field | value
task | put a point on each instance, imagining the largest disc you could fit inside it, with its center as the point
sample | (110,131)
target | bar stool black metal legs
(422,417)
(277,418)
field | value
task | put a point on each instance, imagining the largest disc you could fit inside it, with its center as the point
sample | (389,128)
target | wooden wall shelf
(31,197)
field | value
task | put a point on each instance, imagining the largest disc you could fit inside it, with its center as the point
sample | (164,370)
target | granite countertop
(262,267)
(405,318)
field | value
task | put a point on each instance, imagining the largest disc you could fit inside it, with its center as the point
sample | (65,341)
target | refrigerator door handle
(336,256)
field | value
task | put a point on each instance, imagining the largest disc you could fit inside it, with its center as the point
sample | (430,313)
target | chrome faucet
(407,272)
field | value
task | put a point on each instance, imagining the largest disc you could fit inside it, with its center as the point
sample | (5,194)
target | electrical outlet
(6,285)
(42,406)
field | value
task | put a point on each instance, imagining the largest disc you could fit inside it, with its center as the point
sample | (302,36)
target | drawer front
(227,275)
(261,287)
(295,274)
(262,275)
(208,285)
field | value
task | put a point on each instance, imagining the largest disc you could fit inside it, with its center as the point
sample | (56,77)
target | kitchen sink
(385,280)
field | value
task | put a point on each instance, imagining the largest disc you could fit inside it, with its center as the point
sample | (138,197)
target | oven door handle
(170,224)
....
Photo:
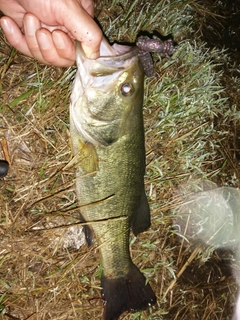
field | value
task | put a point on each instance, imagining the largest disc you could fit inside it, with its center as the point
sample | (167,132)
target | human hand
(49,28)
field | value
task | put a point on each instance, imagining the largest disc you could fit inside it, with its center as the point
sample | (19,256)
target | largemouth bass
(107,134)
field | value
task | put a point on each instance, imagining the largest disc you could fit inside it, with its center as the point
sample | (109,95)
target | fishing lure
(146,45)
....
Among the entries above, identify all lines with "sample" and copy them.

sample | (110,131)
sample | (389,128)
sample | (164,370)
sample | (65,341)
sample | (430,313)
sample | (5,194)
sample | (302,36)
sample | (56,77)
sample | (138,197)
sample | (167,132)
sample | (19,256)
sample | (109,95)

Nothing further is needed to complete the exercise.